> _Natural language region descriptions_
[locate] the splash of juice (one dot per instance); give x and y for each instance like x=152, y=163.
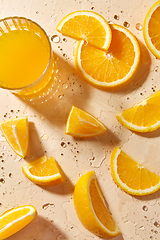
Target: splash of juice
x=23, y=58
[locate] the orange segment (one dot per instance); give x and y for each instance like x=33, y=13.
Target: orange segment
x=144, y=116
x=82, y=124
x=86, y=25
x=16, y=134
x=15, y=219
x=131, y=176
x=106, y=69
x=44, y=171
x=92, y=208
x=151, y=28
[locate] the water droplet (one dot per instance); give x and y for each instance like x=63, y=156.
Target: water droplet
x=139, y=27
x=126, y=24
x=60, y=96
x=145, y=208
x=44, y=137
x=64, y=55
x=47, y=205
x=157, y=224
x=63, y=144
x=116, y=17
x=65, y=85
x=55, y=39
x=142, y=228
x=156, y=69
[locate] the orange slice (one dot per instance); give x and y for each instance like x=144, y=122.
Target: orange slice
x=15, y=219
x=111, y=68
x=151, y=28
x=82, y=124
x=86, y=25
x=92, y=208
x=44, y=171
x=16, y=134
x=131, y=176
x=144, y=116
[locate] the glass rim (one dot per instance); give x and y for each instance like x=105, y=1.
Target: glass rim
x=49, y=60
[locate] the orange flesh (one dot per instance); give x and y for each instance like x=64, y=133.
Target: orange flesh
x=100, y=209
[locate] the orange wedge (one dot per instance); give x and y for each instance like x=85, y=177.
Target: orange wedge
x=131, y=176
x=15, y=219
x=16, y=134
x=44, y=171
x=82, y=124
x=151, y=28
x=86, y=25
x=144, y=116
x=111, y=68
x=92, y=208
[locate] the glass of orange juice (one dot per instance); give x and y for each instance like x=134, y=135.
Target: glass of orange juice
x=26, y=58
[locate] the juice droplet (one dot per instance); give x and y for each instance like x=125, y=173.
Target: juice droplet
x=145, y=208
x=63, y=144
x=65, y=85
x=157, y=224
x=116, y=17
x=55, y=39
x=126, y=24
x=139, y=27
x=46, y=205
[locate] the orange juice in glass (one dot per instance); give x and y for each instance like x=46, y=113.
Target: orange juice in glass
x=26, y=57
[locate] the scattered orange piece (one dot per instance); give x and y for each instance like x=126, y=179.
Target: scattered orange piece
x=86, y=25
x=82, y=124
x=16, y=134
x=15, y=219
x=131, y=176
x=92, y=208
x=111, y=68
x=44, y=171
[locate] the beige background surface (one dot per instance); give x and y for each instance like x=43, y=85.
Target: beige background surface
x=137, y=217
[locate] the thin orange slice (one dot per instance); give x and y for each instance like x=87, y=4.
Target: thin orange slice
x=16, y=134
x=16, y=219
x=82, y=124
x=131, y=176
x=44, y=171
x=111, y=68
x=144, y=116
x=92, y=208
x=86, y=25
x=151, y=28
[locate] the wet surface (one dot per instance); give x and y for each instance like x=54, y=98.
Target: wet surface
x=137, y=217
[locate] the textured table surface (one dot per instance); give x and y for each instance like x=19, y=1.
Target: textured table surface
x=137, y=217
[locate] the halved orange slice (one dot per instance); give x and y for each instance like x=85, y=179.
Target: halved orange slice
x=86, y=25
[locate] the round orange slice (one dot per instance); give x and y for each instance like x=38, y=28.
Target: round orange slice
x=16, y=219
x=44, y=171
x=91, y=207
x=151, y=28
x=131, y=176
x=111, y=68
x=86, y=25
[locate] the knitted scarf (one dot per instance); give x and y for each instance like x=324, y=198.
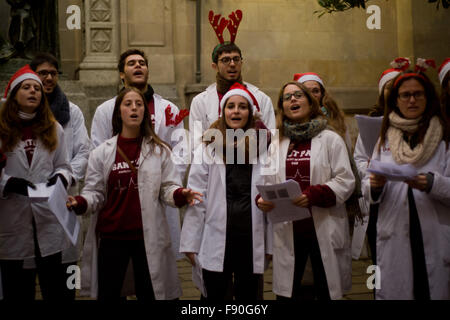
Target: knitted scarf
x=401, y=150
x=304, y=131
x=59, y=105
x=223, y=85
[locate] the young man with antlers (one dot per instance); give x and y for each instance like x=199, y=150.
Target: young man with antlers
x=227, y=62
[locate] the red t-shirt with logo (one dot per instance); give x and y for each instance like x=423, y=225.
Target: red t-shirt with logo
x=298, y=169
x=30, y=143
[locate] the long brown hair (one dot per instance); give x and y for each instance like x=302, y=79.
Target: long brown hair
x=280, y=116
x=253, y=122
x=432, y=107
x=445, y=103
x=11, y=126
x=378, y=109
x=146, y=128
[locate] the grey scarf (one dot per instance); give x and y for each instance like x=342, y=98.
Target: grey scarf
x=304, y=131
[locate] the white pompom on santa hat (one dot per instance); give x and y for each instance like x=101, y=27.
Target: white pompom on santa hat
x=398, y=65
x=24, y=73
x=308, y=76
x=444, y=69
x=238, y=89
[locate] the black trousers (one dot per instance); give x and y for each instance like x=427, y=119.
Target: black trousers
x=372, y=232
x=113, y=259
x=420, y=274
x=20, y=284
x=305, y=244
x=237, y=279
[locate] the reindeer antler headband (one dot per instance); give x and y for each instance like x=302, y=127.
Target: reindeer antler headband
x=220, y=23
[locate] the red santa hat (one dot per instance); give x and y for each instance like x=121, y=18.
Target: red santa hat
x=238, y=89
x=308, y=76
x=444, y=69
x=22, y=74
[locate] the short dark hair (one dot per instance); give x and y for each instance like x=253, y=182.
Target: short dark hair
x=42, y=57
x=126, y=54
x=226, y=47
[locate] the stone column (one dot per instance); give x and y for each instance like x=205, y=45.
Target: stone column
x=102, y=42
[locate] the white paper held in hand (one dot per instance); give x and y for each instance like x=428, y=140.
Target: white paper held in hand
x=392, y=171
x=56, y=197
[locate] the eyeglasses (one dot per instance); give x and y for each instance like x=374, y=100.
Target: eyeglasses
x=45, y=73
x=227, y=60
x=296, y=94
x=406, y=96
x=315, y=91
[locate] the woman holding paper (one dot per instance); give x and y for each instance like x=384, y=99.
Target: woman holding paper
x=317, y=159
x=362, y=156
x=412, y=245
x=127, y=178
x=228, y=232
x=34, y=143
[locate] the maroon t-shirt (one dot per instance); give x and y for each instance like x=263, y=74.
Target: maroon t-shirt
x=298, y=169
x=30, y=143
x=121, y=217
x=151, y=110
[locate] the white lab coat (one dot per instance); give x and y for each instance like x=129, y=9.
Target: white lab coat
x=101, y=131
x=329, y=165
x=78, y=148
x=157, y=180
x=393, y=243
x=204, y=225
x=16, y=231
x=205, y=108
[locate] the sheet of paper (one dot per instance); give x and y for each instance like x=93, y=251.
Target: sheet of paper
x=369, y=130
x=282, y=195
x=56, y=197
x=392, y=171
x=41, y=193
x=197, y=276
x=359, y=236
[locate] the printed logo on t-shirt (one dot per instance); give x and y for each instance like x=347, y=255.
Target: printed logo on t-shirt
x=30, y=146
x=294, y=160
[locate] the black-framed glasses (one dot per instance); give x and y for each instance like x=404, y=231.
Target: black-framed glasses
x=45, y=73
x=227, y=60
x=315, y=91
x=296, y=94
x=406, y=96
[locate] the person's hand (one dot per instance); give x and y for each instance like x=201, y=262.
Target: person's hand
x=191, y=196
x=18, y=186
x=419, y=182
x=265, y=206
x=71, y=203
x=301, y=201
x=52, y=181
x=191, y=257
x=377, y=182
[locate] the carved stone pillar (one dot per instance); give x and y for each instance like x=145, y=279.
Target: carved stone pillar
x=102, y=42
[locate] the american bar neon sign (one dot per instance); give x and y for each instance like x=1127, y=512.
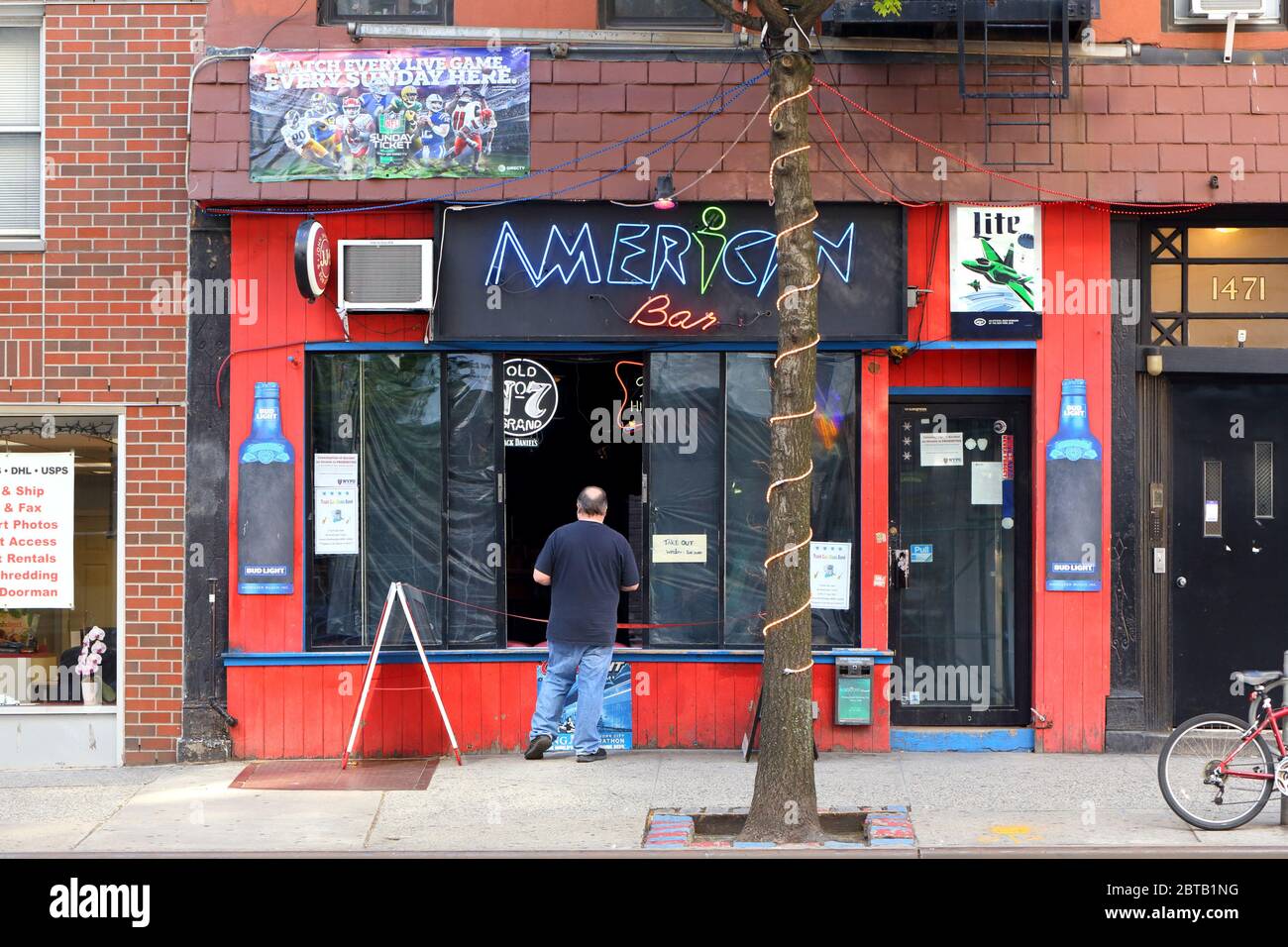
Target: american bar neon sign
x=665, y=254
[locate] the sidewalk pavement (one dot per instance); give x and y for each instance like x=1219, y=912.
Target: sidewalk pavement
x=1004, y=802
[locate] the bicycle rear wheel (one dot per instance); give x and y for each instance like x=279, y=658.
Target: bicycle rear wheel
x=1190, y=757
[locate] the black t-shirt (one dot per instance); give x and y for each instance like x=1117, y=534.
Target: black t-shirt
x=588, y=565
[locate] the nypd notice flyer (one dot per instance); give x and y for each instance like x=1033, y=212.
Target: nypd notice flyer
x=37, y=530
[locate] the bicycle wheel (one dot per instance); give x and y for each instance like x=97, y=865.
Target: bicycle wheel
x=1188, y=761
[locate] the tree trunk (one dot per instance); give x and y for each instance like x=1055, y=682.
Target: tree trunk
x=785, y=804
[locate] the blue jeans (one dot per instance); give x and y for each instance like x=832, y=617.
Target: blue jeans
x=588, y=665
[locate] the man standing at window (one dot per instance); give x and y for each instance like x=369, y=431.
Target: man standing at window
x=587, y=566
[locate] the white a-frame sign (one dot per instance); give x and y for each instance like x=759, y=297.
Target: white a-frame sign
x=395, y=594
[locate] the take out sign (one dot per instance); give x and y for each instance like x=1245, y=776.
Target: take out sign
x=681, y=547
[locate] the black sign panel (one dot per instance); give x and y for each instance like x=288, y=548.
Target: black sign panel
x=702, y=270
x=996, y=325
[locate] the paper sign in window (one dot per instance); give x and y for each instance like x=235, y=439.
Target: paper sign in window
x=986, y=483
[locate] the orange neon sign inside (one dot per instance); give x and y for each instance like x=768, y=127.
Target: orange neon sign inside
x=656, y=313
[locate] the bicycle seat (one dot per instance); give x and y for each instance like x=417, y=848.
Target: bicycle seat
x=1257, y=678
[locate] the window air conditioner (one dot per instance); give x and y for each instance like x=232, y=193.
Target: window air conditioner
x=1229, y=11
x=1223, y=9
x=385, y=274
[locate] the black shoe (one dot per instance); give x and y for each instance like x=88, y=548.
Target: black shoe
x=537, y=746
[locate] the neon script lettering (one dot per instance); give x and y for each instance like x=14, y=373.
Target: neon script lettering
x=656, y=313
x=645, y=254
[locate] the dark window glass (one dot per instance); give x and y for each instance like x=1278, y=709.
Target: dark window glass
x=394, y=11
x=835, y=488
x=385, y=408
x=682, y=12
x=40, y=647
x=684, y=497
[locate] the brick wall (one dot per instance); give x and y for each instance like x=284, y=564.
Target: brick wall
x=78, y=324
x=1127, y=133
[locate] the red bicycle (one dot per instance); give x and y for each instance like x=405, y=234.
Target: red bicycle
x=1218, y=771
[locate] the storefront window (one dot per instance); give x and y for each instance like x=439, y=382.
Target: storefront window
x=684, y=500
x=473, y=513
x=835, y=488
x=385, y=408
x=43, y=560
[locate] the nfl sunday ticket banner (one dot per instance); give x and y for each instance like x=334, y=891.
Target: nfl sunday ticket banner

> _WHAT IS BEING ASKED_
When you have gone through the records above, say how many lines include the word "ticket", and write nothing besides that number.

> _OUTPUT BELOW_
2